▸ Aim of the task
Switch "one point per instance" to "a single point per instance" throughout the data below, and reproduce all of the data with nothing else changed.

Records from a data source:
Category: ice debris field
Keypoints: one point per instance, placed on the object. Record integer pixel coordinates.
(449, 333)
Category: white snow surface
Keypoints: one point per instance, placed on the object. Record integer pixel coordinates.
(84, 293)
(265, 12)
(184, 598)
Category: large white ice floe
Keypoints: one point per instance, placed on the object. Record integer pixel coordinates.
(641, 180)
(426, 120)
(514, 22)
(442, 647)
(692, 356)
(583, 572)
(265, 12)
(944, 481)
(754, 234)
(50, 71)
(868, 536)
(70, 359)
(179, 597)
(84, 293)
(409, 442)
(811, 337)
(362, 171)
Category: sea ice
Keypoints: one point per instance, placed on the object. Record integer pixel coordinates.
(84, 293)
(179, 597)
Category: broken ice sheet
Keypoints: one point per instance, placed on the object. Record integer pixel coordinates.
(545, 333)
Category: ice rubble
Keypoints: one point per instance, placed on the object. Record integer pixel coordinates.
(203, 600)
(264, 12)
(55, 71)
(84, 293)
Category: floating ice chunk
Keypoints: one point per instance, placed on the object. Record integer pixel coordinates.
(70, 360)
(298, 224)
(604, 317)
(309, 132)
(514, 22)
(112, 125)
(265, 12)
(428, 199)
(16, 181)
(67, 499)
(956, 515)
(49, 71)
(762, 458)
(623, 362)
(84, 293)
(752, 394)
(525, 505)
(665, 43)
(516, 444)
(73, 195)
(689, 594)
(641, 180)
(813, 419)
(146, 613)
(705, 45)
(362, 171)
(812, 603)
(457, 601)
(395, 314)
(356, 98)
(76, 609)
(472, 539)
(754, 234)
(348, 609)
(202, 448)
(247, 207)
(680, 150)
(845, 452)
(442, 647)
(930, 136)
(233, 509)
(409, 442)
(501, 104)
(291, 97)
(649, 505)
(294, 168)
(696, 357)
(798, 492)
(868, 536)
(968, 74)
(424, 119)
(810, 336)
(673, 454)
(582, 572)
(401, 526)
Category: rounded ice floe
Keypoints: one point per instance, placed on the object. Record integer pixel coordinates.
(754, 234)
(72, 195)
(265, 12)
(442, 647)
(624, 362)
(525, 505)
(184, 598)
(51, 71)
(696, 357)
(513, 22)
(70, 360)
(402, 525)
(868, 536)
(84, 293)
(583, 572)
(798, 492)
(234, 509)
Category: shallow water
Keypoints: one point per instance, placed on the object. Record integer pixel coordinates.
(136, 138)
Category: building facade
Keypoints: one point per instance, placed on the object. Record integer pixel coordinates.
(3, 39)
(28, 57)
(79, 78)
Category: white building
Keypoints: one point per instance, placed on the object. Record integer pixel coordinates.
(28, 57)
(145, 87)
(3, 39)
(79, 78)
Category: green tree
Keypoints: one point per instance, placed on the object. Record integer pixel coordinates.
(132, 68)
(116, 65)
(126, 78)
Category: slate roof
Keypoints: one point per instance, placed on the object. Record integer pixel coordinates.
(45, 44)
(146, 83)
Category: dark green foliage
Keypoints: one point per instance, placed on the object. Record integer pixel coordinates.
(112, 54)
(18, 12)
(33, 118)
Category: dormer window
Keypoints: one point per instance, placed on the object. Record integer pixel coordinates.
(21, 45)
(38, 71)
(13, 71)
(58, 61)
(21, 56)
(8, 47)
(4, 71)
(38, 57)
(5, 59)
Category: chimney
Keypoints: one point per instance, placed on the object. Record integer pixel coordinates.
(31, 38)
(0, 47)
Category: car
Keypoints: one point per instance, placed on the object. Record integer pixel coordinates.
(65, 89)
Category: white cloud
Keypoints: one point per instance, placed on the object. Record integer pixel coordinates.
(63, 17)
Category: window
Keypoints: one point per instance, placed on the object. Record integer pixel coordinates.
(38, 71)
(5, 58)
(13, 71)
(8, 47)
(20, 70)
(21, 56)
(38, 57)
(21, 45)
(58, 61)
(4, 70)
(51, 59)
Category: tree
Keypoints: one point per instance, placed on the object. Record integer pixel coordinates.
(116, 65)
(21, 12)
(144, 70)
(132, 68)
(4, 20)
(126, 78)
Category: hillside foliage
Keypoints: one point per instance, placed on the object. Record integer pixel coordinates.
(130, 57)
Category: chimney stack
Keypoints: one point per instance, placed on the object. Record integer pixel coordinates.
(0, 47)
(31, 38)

▸ Complete answer
Category: ice debris field
Keypoints: a single point per instance, placed on the object. Record integer pixel coordinates.
(449, 333)
Category: white snow surface
Keypoints: a single point per instance, placed on the object. Record integer pixel coordinates.
(84, 293)
(265, 12)
(184, 598)
Category: large white ice floe
Keypoints: a single point per instance, placed on the object. Record integer pixel coordinates.
(641, 180)
(426, 120)
(514, 22)
(442, 647)
(692, 356)
(583, 572)
(265, 12)
(944, 481)
(754, 234)
(50, 71)
(868, 536)
(70, 359)
(179, 597)
(84, 293)
(409, 442)
(811, 337)
(362, 171)
Category: sea ice
Keypoints: a single point per instance, placed on the object. Record integer pixel coordinates.
(84, 293)
(179, 597)
Category: broken ice sheet
Keypoints: a single point per instance, placed on the object. Record integer pixel coordinates.
(545, 333)
Category: ice rubble
Keypoints: a single point per instance, placed on the object. Record integer pixel coordinates.
(203, 600)
(264, 12)
(55, 71)
(84, 293)
Category: floating ice chunk
Keypoints: a single point per instance, placed on the object. Record integer pixel coordinates.
(70, 360)
(298, 224)
(604, 317)
(309, 132)
(514, 22)
(112, 125)
(265, 12)
(428, 199)
(16, 181)
(67, 499)
(956, 515)
(49, 71)
(762, 458)
(623, 362)
(84, 293)
(752, 394)
(525, 505)
(665, 43)
(516, 444)
(73, 195)
(689, 594)
(641, 180)
(813, 419)
(146, 613)
(705, 45)
(362, 171)
(812, 603)
(457, 601)
(395, 314)
(356, 98)
(76, 609)
(472, 539)
(754, 234)
(348, 609)
(202, 448)
(247, 207)
(680, 150)
(845, 452)
(442, 647)
(930, 136)
(233, 509)
(409, 442)
(501, 104)
(291, 97)
(649, 505)
(294, 168)
(696, 357)
(798, 492)
(868, 536)
(968, 74)
(424, 119)
(810, 336)
(673, 454)
(582, 572)
(401, 526)
Category: rounded ice floe
Keypoints: a single point per instance, placed on the object. Record integer pixel coordinates.
(754, 234)
(72, 195)
(265, 12)
(442, 647)
(624, 362)
(525, 505)
(184, 598)
(51, 71)
(696, 357)
(513, 22)
(70, 360)
(402, 525)
(868, 536)
(84, 293)
(583, 572)
(798, 492)
(234, 509)
Category: shallow water
Keypoints: a single point per instance, placed on the object. Record integer pixel coordinates.
(136, 138)
Category: building facade
Keypoints: a single point per instance, placed on the object. Record integer pixel coordinates.
(3, 39)
(28, 57)
(79, 78)
Category: white building
Keypoints: a single point per instance, placed on the object. Record integer pixel coordinates.
(28, 57)
(145, 87)
(3, 39)
(79, 78)
Category: green tree
Keypoints: a single point per instance, placed on the object. Record integer pixel coordinates.
(132, 68)
(116, 65)
(126, 78)
Category: slate roof
Keypoints: a single point per instance, placed on the object. Record integer pixel coordinates.
(45, 44)
(146, 83)
Category: dark green foliage
Keypoints: a single point per instance, placed on the object. Record integer pixel coordinates.
(112, 54)
(18, 12)
(33, 118)
Category: dormer window
Keypoints: a single point per instance, placed on the object. Record integer pixel coordinates.
(21, 45)
(38, 71)
(13, 71)
(58, 61)
(21, 56)
(8, 47)
(4, 71)
(38, 57)
(5, 59)
Category: chimney
Keypoints: a single point per instance, placed on the object. Record integer pixel coordinates.
(31, 38)
(0, 47)
Category: car
Keypoints: a single point per instance, placed on the object. Record integer pixel coordinates.
(65, 89)
Category: white cloud
Keypoints: a single point per instance, placed on the object. Record integer pixel coordinates.
(63, 17)
Category: window
Keypoints: a single point per instance, placed on the object. Record integer pixel coordinates.
(38, 71)
(5, 58)
(13, 71)
(8, 47)
(20, 70)
(21, 56)
(38, 57)
(21, 45)
(58, 61)
(4, 70)
(51, 59)
Category: tree
Keypoints: a single point per instance, placed on the object. Record integer pixel coordinates.
(116, 65)
(21, 12)
(144, 70)
(132, 68)
(4, 20)
(126, 78)
Category: hillside foliage
Keypoints: a single point per instance, placed on the object. Record integer pixel coordinates.
(130, 57)
Category: chimney stack
Keypoints: a single point per instance, placed on the object. Record integer pixel coordinates.
(0, 47)
(31, 38)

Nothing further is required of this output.